- _GIVEN INSTRUCTION_: Swap each "drop a point" in the data below for "mark a point", and reproduce all of the data with nothing else altered.
:: EXTRACTED DATA
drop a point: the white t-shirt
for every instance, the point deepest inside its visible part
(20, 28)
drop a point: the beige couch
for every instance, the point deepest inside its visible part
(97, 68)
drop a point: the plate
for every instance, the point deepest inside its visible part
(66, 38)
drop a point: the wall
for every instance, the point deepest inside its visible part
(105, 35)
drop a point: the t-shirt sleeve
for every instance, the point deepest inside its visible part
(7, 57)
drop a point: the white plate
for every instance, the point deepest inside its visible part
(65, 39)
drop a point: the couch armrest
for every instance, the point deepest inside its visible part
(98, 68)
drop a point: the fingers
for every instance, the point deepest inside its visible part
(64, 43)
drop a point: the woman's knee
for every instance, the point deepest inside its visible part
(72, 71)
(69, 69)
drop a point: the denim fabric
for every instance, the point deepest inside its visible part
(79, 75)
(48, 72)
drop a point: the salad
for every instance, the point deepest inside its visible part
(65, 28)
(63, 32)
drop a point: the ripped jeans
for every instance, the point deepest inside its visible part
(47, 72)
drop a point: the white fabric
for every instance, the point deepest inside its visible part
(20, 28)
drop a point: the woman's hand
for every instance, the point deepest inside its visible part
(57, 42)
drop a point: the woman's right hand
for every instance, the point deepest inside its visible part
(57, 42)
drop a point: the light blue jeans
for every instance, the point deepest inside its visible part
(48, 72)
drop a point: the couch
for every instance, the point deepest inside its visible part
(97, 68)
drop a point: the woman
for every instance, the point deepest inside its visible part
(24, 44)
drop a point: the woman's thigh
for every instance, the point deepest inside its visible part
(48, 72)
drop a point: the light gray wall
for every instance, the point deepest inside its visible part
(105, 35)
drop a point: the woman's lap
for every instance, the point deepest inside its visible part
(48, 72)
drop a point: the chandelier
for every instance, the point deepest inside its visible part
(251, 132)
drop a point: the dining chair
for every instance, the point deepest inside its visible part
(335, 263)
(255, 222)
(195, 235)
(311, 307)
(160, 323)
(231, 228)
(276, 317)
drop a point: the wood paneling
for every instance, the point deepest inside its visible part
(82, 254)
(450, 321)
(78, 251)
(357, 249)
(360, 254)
::::
- _ANSWER TO THIS EXERCISE_:
mark a point: the white t-shirt
for every instance, the point deepest inside its visible part
(20, 28)
mark a point: the beige couch
for every instance, the point deepest inside its visible part
(97, 68)
mark a point: the plate
for every instance, the point deepest inside its visible part
(66, 38)
mark a point: the wall
for every instance, the point deepest inside its visible part
(105, 35)
mark a point: the t-shirt sleeve
for every instance, the point deepest inside its visible part
(7, 57)
mark a point: the white plate
for every instance, the point deepest inside its visible part
(65, 39)
mark a point: the couch armrest
for every instance, the point deepest inside its visible part
(98, 68)
mark a point: the fingers
for every instance, the point deepest inside its visible part
(64, 43)
mark a point: the woman's knee
for every instance, the point deepest inside its visible part
(72, 71)
(69, 69)
mark a point: the denim fabric
for every instance, the point deepest inside its visible part
(79, 75)
(48, 72)
mark a point: the salad
for every instance, the point deepest inside its visible part
(65, 28)
(63, 32)
mark a point: the ripped jeans
for every instance, the point deepest inside its visible part
(47, 72)
mark a point: the white fabric
for every instance, the point deepest inside its visible part
(20, 28)
mark a point: the woman's hand
for every instance, the point deepest inside its visible part
(57, 42)
mark a point: the woman's right hand
for every instance, the point deepest inside its visible part
(57, 42)
mark a point: the light blue jeans
for every instance, the point deepest inside its visible part
(48, 72)
mark a point: the couch
for every instance, the point deepest inside its visible part
(97, 68)
mark a point: the woman
for every instance, the point deepest inside its visible part
(24, 44)
mark a point: the woman's thigh
for every instance, the point deepest inside its visible part
(48, 72)
mark a point: the light gray wall
for every instance, the point deepest inside its visible part
(105, 35)
mark a point: the woman's lap
for every instance, the point deepest inside its visible part
(48, 72)
mark a point: the chandelier
for every instance, the point deepest inside its visible part
(251, 132)
mark a point: the dining chair
for every instance, the point deepest inside its visible part
(335, 263)
(255, 222)
(195, 235)
(311, 307)
(160, 323)
(231, 228)
(276, 317)
mark a point: the wood paneling
for every instance, the point deepest inside its visible part
(82, 254)
(450, 321)
(78, 251)
(357, 249)
(360, 254)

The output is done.